== EXERCISE AIM ==
Go through the entries below from the first line and transcribe each one exactly, ending with the line that contains "positive clicks: (564, 288)".

(Dataset entries)

╔══

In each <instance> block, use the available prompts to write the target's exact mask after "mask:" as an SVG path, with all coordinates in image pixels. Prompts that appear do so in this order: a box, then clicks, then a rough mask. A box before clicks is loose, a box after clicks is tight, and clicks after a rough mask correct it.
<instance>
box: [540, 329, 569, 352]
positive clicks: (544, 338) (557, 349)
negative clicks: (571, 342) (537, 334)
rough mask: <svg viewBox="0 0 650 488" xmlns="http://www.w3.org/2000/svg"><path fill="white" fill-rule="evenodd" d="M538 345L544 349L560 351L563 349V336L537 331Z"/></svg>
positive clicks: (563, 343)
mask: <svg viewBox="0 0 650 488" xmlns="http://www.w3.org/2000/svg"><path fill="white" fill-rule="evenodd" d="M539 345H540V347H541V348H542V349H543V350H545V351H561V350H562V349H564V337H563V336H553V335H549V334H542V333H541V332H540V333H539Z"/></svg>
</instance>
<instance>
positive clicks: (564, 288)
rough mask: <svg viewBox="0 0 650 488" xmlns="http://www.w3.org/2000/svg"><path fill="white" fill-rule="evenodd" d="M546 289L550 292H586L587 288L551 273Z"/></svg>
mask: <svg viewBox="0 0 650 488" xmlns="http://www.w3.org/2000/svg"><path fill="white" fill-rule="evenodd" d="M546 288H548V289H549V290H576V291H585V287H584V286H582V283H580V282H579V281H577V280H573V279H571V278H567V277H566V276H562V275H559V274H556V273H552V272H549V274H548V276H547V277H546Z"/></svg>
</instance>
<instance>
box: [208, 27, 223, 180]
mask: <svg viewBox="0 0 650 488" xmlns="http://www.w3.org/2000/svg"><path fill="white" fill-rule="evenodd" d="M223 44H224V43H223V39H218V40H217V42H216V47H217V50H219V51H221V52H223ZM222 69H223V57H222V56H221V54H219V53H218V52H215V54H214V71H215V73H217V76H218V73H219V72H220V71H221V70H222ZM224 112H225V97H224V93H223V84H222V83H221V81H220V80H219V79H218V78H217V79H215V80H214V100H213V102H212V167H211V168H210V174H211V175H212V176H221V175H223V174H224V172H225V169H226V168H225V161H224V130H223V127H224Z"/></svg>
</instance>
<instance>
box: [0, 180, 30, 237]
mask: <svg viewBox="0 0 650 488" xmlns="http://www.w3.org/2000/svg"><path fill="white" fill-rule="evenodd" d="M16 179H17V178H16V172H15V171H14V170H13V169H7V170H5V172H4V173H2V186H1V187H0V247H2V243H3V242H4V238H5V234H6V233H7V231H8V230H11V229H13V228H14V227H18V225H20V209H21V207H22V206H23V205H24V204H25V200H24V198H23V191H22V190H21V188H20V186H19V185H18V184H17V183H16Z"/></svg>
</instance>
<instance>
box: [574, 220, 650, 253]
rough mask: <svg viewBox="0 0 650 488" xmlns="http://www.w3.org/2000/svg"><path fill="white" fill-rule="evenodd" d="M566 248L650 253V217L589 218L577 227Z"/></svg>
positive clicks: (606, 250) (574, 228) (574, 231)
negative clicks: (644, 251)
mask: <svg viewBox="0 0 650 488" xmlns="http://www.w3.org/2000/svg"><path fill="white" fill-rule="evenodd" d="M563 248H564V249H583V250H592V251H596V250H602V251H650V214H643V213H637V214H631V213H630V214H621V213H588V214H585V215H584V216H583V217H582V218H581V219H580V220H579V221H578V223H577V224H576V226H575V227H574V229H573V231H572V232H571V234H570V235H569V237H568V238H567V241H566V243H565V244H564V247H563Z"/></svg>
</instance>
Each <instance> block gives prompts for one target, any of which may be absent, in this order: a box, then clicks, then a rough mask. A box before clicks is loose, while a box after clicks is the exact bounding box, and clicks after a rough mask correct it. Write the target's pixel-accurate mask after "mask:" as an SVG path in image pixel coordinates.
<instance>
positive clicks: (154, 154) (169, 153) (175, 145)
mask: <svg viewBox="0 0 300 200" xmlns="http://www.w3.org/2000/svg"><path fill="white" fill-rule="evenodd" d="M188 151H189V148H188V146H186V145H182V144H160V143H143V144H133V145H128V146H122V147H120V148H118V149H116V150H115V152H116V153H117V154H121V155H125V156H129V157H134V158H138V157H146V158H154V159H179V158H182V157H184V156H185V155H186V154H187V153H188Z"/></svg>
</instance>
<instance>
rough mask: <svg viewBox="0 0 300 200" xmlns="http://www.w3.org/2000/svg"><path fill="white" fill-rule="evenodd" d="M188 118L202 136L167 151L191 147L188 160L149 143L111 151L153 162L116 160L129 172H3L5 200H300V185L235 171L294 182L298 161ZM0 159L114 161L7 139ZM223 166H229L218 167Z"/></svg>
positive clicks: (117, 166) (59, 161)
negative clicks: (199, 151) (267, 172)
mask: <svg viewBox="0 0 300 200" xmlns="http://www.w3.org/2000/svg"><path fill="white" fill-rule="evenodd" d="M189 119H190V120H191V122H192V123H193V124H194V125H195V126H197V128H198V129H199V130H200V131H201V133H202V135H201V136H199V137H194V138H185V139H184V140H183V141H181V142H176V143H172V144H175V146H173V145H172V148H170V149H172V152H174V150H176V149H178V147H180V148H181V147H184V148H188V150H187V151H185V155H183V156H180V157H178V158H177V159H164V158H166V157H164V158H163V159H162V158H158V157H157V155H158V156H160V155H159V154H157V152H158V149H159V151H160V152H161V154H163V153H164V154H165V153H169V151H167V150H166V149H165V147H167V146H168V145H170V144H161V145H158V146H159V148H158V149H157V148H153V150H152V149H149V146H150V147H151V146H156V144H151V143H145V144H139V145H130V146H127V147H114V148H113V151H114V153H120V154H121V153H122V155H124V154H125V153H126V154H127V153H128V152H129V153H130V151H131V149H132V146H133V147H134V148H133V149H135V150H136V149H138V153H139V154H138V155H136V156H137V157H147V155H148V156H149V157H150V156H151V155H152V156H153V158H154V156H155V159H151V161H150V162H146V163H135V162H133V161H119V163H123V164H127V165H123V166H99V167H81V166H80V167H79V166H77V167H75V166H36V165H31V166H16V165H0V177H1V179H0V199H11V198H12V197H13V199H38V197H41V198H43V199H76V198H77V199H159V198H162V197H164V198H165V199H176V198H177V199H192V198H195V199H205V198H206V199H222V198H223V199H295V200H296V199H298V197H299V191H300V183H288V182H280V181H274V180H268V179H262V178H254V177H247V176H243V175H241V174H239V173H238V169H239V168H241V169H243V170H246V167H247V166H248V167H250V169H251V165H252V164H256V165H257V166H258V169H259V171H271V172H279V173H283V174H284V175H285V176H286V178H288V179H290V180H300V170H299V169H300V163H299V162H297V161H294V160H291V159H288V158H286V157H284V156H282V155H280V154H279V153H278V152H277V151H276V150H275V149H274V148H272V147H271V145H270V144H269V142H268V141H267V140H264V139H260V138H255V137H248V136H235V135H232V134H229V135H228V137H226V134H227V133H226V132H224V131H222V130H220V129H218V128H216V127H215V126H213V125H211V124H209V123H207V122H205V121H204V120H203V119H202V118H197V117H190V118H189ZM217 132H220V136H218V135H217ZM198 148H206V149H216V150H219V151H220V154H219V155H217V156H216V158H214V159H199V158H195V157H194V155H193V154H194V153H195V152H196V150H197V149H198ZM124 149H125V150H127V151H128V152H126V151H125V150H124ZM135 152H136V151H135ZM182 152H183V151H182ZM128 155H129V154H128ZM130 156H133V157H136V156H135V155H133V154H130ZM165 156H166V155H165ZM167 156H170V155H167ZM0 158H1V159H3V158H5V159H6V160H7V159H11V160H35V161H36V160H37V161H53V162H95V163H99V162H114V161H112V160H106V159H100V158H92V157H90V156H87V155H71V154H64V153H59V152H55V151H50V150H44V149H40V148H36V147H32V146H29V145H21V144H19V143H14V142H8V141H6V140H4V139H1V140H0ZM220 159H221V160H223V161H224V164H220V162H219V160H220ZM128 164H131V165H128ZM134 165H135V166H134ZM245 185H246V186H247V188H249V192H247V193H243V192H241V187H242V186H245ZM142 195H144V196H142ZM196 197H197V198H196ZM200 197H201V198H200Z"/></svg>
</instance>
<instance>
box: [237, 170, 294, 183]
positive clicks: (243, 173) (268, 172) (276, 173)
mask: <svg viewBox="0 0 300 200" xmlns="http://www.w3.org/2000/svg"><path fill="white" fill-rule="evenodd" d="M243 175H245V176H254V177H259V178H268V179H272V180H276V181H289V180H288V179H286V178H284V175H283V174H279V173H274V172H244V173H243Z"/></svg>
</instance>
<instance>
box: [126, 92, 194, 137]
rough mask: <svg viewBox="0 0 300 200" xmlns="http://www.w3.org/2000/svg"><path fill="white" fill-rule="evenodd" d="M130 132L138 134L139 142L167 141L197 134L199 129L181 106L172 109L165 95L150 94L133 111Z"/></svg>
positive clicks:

╚══

== OUTPUT ==
In each <instance> block, use the available prompts to write the target's exact mask after "mask:" as an SVG path, with all coordinates in image pixels. Prompts that appear do so in this order: a box, then clicks, then a rough mask. A box before clicks is loose, a box after clicks is tight, and clicks after a rough mask correct it.
<instance>
box: [540, 329, 569, 352]
positive clicks: (544, 338) (557, 349)
negative clicks: (571, 342) (537, 334)
rough mask: <svg viewBox="0 0 650 488" xmlns="http://www.w3.org/2000/svg"><path fill="white" fill-rule="evenodd" d="M538 345L544 349L560 351L563 349V336L537 331Z"/></svg>
positive clicks: (563, 343)
mask: <svg viewBox="0 0 650 488" xmlns="http://www.w3.org/2000/svg"><path fill="white" fill-rule="evenodd" d="M539 345H540V347H541V348H542V349H543V350H545V351H561V350H562V349H564V337H563V336H553V335H549V334H542V333H541V332H540V333H539Z"/></svg>
</instance>
<instance>
positive clicks: (564, 288)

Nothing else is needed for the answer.